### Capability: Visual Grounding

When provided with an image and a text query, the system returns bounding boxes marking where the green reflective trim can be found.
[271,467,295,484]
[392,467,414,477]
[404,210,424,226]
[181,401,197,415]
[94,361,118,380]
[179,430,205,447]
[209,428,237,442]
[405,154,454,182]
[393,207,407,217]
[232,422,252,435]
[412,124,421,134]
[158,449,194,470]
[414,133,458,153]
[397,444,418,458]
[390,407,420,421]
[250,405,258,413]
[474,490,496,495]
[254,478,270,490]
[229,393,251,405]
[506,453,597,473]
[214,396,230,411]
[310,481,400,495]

-----

To complete the exercise, print all of the entries exactly.

# OUTPUT OF THE TASK:
### Capability: Visual Grounding

When provided with an image and a text query, the system returns bounding boxes marking where the green reflective trim can be found.
[271,467,295,484]
[392,467,414,477]
[404,210,424,226]
[181,401,197,415]
[94,361,118,380]
[179,430,205,447]
[209,428,237,442]
[405,154,454,182]
[393,207,407,217]
[232,422,252,435]
[412,124,421,134]
[158,449,194,470]
[414,133,458,153]
[397,444,418,458]
[390,407,420,421]
[250,405,258,413]
[474,490,496,495]
[254,478,270,490]
[229,393,251,405]
[506,453,597,473]
[214,396,230,411]
[310,481,400,495]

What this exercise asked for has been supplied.